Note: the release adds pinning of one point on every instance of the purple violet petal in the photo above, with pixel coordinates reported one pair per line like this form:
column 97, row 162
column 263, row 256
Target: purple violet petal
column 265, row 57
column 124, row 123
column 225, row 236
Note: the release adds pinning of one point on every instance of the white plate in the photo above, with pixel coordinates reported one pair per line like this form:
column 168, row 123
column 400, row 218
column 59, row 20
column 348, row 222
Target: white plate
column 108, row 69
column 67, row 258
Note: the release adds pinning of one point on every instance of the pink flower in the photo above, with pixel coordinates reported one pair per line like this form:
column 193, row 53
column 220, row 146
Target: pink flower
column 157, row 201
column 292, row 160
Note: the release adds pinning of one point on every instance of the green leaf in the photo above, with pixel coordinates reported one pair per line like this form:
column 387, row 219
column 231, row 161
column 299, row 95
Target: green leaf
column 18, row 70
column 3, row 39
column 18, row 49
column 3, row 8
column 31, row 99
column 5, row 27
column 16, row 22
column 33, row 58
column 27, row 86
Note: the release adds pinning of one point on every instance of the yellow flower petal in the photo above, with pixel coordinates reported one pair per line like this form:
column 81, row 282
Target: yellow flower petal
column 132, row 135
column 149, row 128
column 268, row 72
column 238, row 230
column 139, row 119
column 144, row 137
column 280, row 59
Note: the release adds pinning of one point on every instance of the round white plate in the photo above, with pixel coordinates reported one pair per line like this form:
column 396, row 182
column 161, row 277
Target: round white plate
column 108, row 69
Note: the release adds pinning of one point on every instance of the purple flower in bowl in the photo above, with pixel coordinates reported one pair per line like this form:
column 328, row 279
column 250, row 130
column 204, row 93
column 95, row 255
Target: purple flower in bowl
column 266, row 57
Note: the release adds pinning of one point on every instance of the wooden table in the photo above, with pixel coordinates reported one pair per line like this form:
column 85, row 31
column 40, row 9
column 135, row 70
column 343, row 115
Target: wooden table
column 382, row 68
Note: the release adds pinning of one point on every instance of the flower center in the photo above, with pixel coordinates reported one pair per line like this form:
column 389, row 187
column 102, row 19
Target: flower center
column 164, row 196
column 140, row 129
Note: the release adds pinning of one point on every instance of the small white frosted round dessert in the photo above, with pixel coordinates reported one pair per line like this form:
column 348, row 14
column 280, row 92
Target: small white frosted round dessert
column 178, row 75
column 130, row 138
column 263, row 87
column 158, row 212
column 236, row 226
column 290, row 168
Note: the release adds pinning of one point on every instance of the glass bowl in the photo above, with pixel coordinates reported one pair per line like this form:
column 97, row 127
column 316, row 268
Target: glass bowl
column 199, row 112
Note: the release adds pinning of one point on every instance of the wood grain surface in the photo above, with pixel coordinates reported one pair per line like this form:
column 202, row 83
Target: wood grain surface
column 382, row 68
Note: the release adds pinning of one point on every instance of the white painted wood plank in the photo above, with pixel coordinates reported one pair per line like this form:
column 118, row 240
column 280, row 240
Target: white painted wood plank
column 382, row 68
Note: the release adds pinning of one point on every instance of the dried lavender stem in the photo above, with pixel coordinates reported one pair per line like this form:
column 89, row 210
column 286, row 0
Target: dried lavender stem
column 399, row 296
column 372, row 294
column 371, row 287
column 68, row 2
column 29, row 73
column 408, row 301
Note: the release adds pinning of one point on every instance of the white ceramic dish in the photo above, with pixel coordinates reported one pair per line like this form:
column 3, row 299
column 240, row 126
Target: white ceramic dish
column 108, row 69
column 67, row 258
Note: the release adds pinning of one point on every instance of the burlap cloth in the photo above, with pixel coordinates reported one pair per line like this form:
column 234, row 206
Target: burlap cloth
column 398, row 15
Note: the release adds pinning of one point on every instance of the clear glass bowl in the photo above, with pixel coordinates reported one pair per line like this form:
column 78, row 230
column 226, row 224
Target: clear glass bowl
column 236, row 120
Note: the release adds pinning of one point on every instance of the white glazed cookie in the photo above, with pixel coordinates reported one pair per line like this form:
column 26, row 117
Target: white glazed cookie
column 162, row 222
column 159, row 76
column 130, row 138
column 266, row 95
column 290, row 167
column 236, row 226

++++++++++

Present every line of the data above as a numbered list, leaving out any blank lines.

### SOLUTION TO THIS TASK
1. Note: the release adds pinning of one point on every instance of the purple violet petal in the photo above, with pixel coordinates reported one pair per line like this form:
2. column 97, row 162
3. column 263, row 256
4. Target: purple violet petal
5. column 265, row 57
6. column 124, row 123
7. column 225, row 236
8. Note: the release adds pinning of one point on every instance of the white plate in the photo above, with pixel coordinates reported one pair per line like this form:
9. column 168, row 123
10. column 400, row 218
11. column 59, row 20
12. column 348, row 222
13. Target: white plate
14. column 108, row 69
15. column 67, row 258
16. Note: the release adds pinning of one point on every instance of the pink flower in the photo above, with pixel coordinates reported one pair per line like this form:
17. column 193, row 53
18. column 220, row 146
19. Target: pink flower
20. column 157, row 201
21. column 292, row 160
22. Note: the release adds pinning of one point on every instance of the green leaf in the photo above, with pixel coordinates reported one pair per line like this form:
23. column 387, row 219
24. column 231, row 161
25. column 299, row 95
26. Target: green leaf
27. column 18, row 70
28. column 3, row 39
29. column 18, row 49
30. column 3, row 8
31. column 31, row 99
32. column 5, row 27
33. column 16, row 22
34. column 33, row 58
35. column 27, row 86
36. Note: the release adds pinning of one point on every instance of the yellow flower petal in the photo above, with pixel coordinates reported one pair per line like this form:
37. column 81, row 282
38. Target: yellow flower petal
39. column 132, row 135
40. column 149, row 128
41. column 268, row 72
42. column 238, row 230
43. column 139, row 119
44. column 144, row 137
45. column 280, row 59
46. Note: the release adds pinning of one point on every instance of the round white plate in the photo above, with pixel coordinates reported one pair per line like this form:
47. column 396, row 182
48. column 161, row 277
49. Target: round white plate
50. column 108, row 69
51. Note: the release adds pinning of one point on every instance of the purple flower in bowl in the photo above, with pixel coordinates reported one pair per line like this form:
52. column 328, row 279
53. column 250, row 130
54. column 204, row 93
55. column 95, row 255
56. Target: purple flower in bowl
57. column 266, row 57
58. Note: the release adds pinning of one point on every instance of the wooden table in the photo above, with pixel coordinates reported one pair per line like this form:
59. column 85, row 31
60. column 40, row 9
61. column 135, row 70
62. column 343, row 115
63. Target: wooden table
64. column 382, row 68
65. Note: the release adds pinning of one point on every instance of the flower center in the photo above, with pixel coordinates reported one pair per line like this form:
66. column 389, row 187
67. column 102, row 19
68. Target: flower center
69. column 164, row 196
70. column 140, row 129
71. Note: the release adds pinning of one point on every instance of the small white frosted round dessert in the photo above, with pixel coordinates reported one pair per line like this form:
72. column 348, row 14
73. column 280, row 92
74. Target: small white frosted round dessert
75. column 178, row 75
76. column 130, row 138
77. column 263, row 87
78. column 158, row 212
79. column 236, row 226
80. column 290, row 168
81. Note: the release adds pinning of one point on every instance of the glass bowl in the photo above, with pixel coordinates reported one pair per line like this form:
82. column 97, row 127
83. column 316, row 268
84. Target: glass bowl
85. column 199, row 112
86. Note: the release adds pinning of one point on every instance of the wood grain surface in the photo above, with pixel coordinates reported one pair per line like this form:
87. column 202, row 83
88. Target: wood grain surface
89. column 382, row 68
90. Note: the release adds pinning of one point on every instance of the white painted wood plank in the photo above, with pixel coordinates reported one pair per line like this form:
91. column 118, row 240
92. column 280, row 240
93. Target: white painted wood plank
94. column 382, row 68
95. Note: the release adds pinning of one point on every instance of the dried lavender stem in the photo above, with pixel coordinates reported one pair per line like this form:
96. column 89, row 210
97. column 286, row 0
98. Target: dried lavender stem
99. column 399, row 296
100. column 372, row 294
101. column 371, row 287
102. column 68, row 2
103. column 29, row 73
104. column 408, row 301
105. Note: the release adds pinning of one point on every instance of the white ceramic dish in the photo above, with pixel coordinates reported one pair per line like this form:
106. column 3, row 299
107. column 240, row 126
108. Target: white ceramic dish
109. column 108, row 69
110. column 67, row 258
111. Note: the release adds pinning of one point on every instance of the burlap cloth in the photo above, with pixel coordinates reported one pair per line like this form:
112. column 234, row 206
113. Target: burlap cloth
114. column 398, row 15
115. Note: the release adds pinning of one point on every instance of the clear glass bowl in the photo above, with pixel coordinates reported one pair per line like this form:
116. column 78, row 230
117. column 226, row 224
118. Target: clear glass bowl
119. column 236, row 120
120. Note: the release adds pinning of one point on every instance of the white glazed cookie in the photo above, with pixel coordinates reported one pair per line like this form:
121. column 26, row 117
122. Target: white glazed cookie
123. column 162, row 222
124. column 159, row 76
125. column 130, row 138
126. column 266, row 95
127. column 290, row 167
128. column 236, row 226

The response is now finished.